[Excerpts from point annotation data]
━━━━━━━━

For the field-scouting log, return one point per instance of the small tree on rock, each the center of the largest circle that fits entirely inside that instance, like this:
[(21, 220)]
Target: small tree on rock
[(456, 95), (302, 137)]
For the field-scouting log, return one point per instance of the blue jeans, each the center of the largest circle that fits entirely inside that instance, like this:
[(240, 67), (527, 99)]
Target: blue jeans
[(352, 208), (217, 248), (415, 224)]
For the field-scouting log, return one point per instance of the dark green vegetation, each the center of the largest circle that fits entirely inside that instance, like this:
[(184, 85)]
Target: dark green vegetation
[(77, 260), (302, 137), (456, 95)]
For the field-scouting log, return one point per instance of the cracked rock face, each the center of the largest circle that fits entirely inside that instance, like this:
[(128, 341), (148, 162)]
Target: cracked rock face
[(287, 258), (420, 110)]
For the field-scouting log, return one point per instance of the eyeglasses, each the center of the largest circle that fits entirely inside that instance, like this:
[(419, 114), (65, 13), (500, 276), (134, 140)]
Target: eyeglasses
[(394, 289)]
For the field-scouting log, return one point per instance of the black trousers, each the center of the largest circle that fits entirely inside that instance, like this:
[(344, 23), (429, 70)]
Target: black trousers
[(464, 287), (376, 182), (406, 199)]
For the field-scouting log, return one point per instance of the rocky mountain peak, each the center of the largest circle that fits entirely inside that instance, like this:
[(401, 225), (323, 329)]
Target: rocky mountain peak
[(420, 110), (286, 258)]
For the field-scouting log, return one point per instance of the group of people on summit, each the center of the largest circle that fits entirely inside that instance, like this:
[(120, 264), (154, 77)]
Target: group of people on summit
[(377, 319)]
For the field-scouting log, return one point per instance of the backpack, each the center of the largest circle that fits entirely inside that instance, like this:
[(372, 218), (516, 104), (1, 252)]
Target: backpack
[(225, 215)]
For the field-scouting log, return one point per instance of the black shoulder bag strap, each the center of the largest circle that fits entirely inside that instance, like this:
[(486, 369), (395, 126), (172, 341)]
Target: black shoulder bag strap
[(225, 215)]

━━━━━━━━

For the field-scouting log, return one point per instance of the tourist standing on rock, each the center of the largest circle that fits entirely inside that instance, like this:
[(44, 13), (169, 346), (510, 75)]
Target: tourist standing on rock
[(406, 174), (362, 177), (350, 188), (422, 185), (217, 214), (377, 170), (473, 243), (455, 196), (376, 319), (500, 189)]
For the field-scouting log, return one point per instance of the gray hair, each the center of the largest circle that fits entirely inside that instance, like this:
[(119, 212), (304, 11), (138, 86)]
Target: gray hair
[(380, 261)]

━━━━━━━━

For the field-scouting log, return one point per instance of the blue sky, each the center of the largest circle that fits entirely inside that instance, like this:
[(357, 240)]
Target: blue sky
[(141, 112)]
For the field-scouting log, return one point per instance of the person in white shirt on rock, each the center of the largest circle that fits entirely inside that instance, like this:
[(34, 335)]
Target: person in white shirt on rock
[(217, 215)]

━━━━━━━━

■ **Written task**
Reproduce the rows above word for word, starting at the line with "of the tourist" and continuing up to and including the line with "Target: tourist standing on rock".

■ **Solved problem**
For the field-scouting log, return one point per instance of the tourist standing on rock, each the center of the largest circle that fits entirely inside that instance, like this:
[(44, 13), (169, 346), (510, 75)]
Target: tourist standing on rock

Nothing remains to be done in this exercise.